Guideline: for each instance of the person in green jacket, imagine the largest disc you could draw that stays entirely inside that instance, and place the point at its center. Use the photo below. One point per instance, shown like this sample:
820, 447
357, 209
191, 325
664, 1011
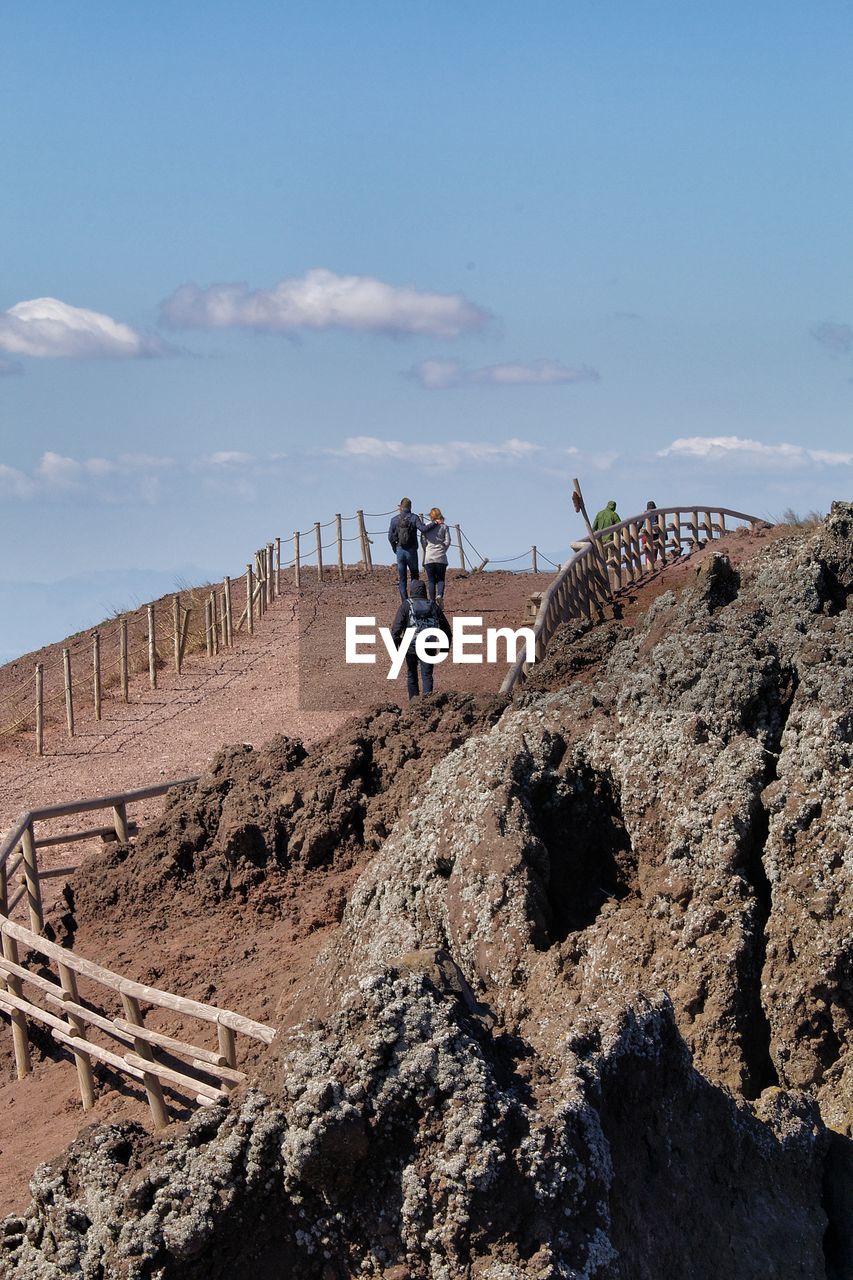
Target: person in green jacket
606, 517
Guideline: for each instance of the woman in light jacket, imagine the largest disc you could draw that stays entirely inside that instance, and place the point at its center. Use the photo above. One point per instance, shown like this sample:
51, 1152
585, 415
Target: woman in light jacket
434, 539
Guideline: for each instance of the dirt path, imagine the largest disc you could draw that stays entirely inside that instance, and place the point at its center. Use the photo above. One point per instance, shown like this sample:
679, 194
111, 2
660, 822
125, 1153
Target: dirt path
245, 695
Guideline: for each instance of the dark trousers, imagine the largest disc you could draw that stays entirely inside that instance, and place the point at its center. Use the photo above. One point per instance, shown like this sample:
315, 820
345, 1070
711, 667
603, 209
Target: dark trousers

--------------------------------------------------

→ WHAT YOU SHOULD DO
Copy out the records above word for word, starting at the line with "Guideline: for each instance of the woman" and continuing to the last line of the records.

→ ANSWER BELOW
Guideline: for each instance of the woman in light jacket, imagine the largest disc you could draw that stays entirely inside that instance, and place the point at its center. Use the photo above. One point per instance, shown like this sample:
51, 1152
585, 415
Target: woman in light jacket
434, 539
Guideline: for each instance of the dirt path, imagine the largest disc you could draw that stays entirely inside that instance, and place the point at its center. Use the photo above. One point per instance, shown like this sample:
679, 194
111, 2
660, 822
125, 1153
Target: dirt path
245, 695
Guideline: for each instance of the dark trousers, imagine the largest disc you could draw that stays entirely inside that instance, and place the point at its center. Use the photo above. One point per instance, shown like this sample:
315, 820
345, 1070
711, 667
603, 209
Target: dark trousers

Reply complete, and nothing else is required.